**PAGE**
Dividing the Audible Range

Dividing the Audible Range



  1. Tenson
    The way sound behaves in an enclosed space changes drastically depending on its frequency, or more precisely its wavelength, and the size of the room. We can divide the range in to 4 areas consisting of the Pressure Zone at ultra-low frequencies, the Modal Range at low frequencies, the Transitional (A.K.A. Diffuse) Range at mid frequencies and the Specular Range at high frequencies.

    DividingAudibleRange.jpg

    We can roughly define these ranges by the following rules.

    A = The Pressure Range is below, and the Modal Range is above the frequency where half a wavelength fits between the furthest apart room boundaries.

    B = The Transitional Range begins from the top of the modal range, approximately defined by the equation: F ≥ 11250 (√RT60 / Room Volume)

    C = The Specular Range starts at approximately 4 times the beginning frequency of the transitional range.

    The image above also shows roughly the affect of those ranges on the response of a speaker with a flat response in a free-field enviroment.

**SET EXERCISE**
In the text on dividing the audible range, where does the Specular Range begin? The lines after this text have no role in any of this work.

**DATA SEGMENT**
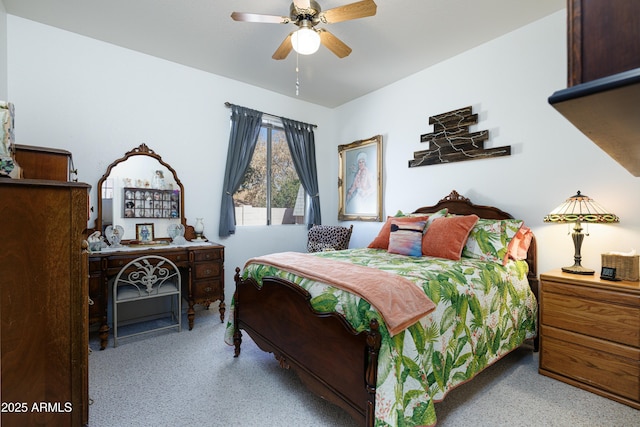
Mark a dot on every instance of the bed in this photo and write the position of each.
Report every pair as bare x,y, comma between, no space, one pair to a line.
342,347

**RESPONSE TO THE EXERCISE**
At approximately 4 times the beginning frequency of the Transitional Range.